LISTED ENTRIES:
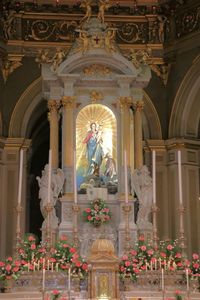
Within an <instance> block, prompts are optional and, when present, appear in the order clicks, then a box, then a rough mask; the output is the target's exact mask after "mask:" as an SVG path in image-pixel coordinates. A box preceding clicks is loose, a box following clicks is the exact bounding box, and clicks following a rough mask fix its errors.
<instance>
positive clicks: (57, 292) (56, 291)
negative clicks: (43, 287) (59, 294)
mask: <svg viewBox="0 0 200 300" xmlns="http://www.w3.org/2000/svg"><path fill="white" fill-rule="evenodd" d="M52 294H53V295H59V294H60V292H59V291H58V290H53V291H52Z"/></svg>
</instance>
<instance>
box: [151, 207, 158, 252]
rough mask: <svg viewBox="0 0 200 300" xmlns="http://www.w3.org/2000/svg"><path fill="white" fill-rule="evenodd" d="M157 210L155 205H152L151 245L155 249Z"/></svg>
mask: <svg viewBox="0 0 200 300" xmlns="http://www.w3.org/2000/svg"><path fill="white" fill-rule="evenodd" d="M158 211H159V208H158V207H157V205H156V204H155V203H153V205H152V217H153V245H154V247H155V248H156V249H157V248H158V240H159V238H158V227H157V213H158Z"/></svg>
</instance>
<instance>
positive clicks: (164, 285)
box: [161, 268, 165, 291]
mask: <svg viewBox="0 0 200 300" xmlns="http://www.w3.org/2000/svg"><path fill="white" fill-rule="evenodd" d="M161 287H162V291H164V289H165V285H164V269H163V268H162V272H161Z"/></svg>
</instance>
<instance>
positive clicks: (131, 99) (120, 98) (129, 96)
mask: <svg viewBox="0 0 200 300" xmlns="http://www.w3.org/2000/svg"><path fill="white" fill-rule="evenodd" d="M118 101H119V105H120V107H121V108H129V107H130V106H131V105H132V104H133V98H132V97H131V96H123V97H120V98H119V100H118Z"/></svg>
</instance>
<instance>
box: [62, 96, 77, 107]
mask: <svg viewBox="0 0 200 300" xmlns="http://www.w3.org/2000/svg"><path fill="white" fill-rule="evenodd" d="M61 102H62V106H63V107H65V108H73V106H74V103H75V96H63V97H62V100H61Z"/></svg>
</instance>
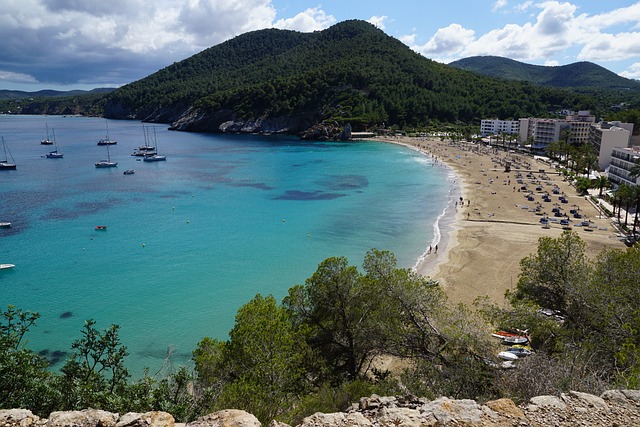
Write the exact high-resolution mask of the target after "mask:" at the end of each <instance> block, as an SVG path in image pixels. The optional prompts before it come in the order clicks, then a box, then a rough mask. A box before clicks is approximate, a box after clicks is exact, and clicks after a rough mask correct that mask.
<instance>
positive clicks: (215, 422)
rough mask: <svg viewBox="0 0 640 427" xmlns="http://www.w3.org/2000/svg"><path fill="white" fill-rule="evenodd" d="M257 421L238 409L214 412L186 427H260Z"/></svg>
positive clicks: (247, 414)
mask: <svg viewBox="0 0 640 427" xmlns="http://www.w3.org/2000/svg"><path fill="white" fill-rule="evenodd" d="M261 426H262V425H261V424H260V421H258V419H257V418H256V417H255V416H254V415H252V414H250V413H248V412H246V411H241V410H239V409H225V410H224V411H218V412H214V413H212V414H209V415H205V416H204V417H199V418H198V419H197V420H195V421H193V422H190V423H188V424H187V427H261Z"/></svg>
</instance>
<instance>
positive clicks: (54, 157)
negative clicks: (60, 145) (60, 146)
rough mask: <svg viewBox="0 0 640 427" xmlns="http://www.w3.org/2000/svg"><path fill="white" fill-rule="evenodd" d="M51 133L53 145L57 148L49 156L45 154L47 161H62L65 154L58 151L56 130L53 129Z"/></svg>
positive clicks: (47, 153)
mask: <svg viewBox="0 0 640 427" xmlns="http://www.w3.org/2000/svg"><path fill="white" fill-rule="evenodd" d="M51 131H52V132H53V144H54V146H55V150H53V151H49V152H48V153H47V154H45V157H46V158H47V159H61V158H63V157H64V154H62V153H61V152H60V151H58V141H57V140H56V131H55V129H51Z"/></svg>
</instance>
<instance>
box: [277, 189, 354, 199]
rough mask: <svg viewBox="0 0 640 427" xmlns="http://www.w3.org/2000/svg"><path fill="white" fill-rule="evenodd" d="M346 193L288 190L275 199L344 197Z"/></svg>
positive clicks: (330, 198)
mask: <svg viewBox="0 0 640 427" xmlns="http://www.w3.org/2000/svg"><path fill="white" fill-rule="evenodd" d="M344 196H346V194H340V193H325V192H323V191H298V190H289V191H286V192H285V193H284V194H283V195H282V196H279V197H276V198H275V199H276V200H333V199H337V198H339V197H344Z"/></svg>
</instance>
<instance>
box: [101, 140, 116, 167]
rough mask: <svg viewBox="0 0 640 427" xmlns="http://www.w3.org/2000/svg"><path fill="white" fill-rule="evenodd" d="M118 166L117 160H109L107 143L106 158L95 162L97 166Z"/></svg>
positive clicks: (108, 152)
mask: <svg viewBox="0 0 640 427" xmlns="http://www.w3.org/2000/svg"><path fill="white" fill-rule="evenodd" d="M116 166H118V162H112V161H111V154H110V153H109V145H107V160H100V161H99V162H97V163H96V167H97V168H114V167H116Z"/></svg>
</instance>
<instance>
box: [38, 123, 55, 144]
mask: <svg viewBox="0 0 640 427" xmlns="http://www.w3.org/2000/svg"><path fill="white" fill-rule="evenodd" d="M45 127H46V128H47V137H46V138H44V139H41V140H40V144H42V145H53V141H52V140H51V139H49V126H48V125H47V124H45Z"/></svg>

TASK BRIEF:
Return exactly what appears in the records from the line with "positive clicks: (47, 153)" through the final line, and nothing else.

ANSWER TO THIS TASK:
positive clicks: (47, 153)
mask: <svg viewBox="0 0 640 427" xmlns="http://www.w3.org/2000/svg"><path fill="white" fill-rule="evenodd" d="M51 131H52V132H53V144H54V146H55V150H53V151H49V152H48V153H47V154H45V157H46V158H47V159H61V158H63V157H64V154H62V153H61V152H60V151H58V141H57V140H56V131H55V129H51Z"/></svg>
</instance>
<instance>
box: [277, 189, 354, 199]
rough mask: <svg viewBox="0 0 640 427" xmlns="http://www.w3.org/2000/svg"><path fill="white" fill-rule="evenodd" d="M346 193L288 190L275 199L344 197Z"/></svg>
positive clicks: (330, 198)
mask: <svg viewBox="0 0 640 427" xmlns="http://www.w3.org/2000/svg"><path fill="white" fill-rule="evenodd" d="M344 196H346V194H340V193H325V192H323V191H298V190H289V191H286V192H285V193H284V194H283V195H282V196H279V197H276V198H275V199H276V200H333V199H337V198H339V197H344Z"/></svg>
</instance>
<instance>
box: [101, 140, 116, 167]
rough mask: <svg viewBox="0 0 640 427" xmlns="http://www.w3.org/2000/svg"><path fill="white" fill-rule="evenodd" d="M118 166L117 160H109L107 143L106 158L95 162L97 166Z"/></svg>
positive clicks: (108, 152)
mask: <svg viewBox="0 0 640 427" xmlns="http://www.w3.org/2000/svg"><path fill="white" fill-rule="evenodd" d="M116 166H118V162H112V161H111V154H110V153H109V145H107V160H100V161H99V162H97V163H96V167H97V168H114V167H116Z"/></svg>
</instance>
<instance>
box: [38, 123, 55, 144]
mask: <svg viewBox="0 0 640 427" xmlns="http://www.w3.org/2000/svg"><path fill="white" fill-rule="evenodd" d="M45 127H46V128H47V137H46V138H44V139H41V140H40V144H42V145H53V141H52V140H51V139H49V126H48V125H47V124H45Z"/></svg>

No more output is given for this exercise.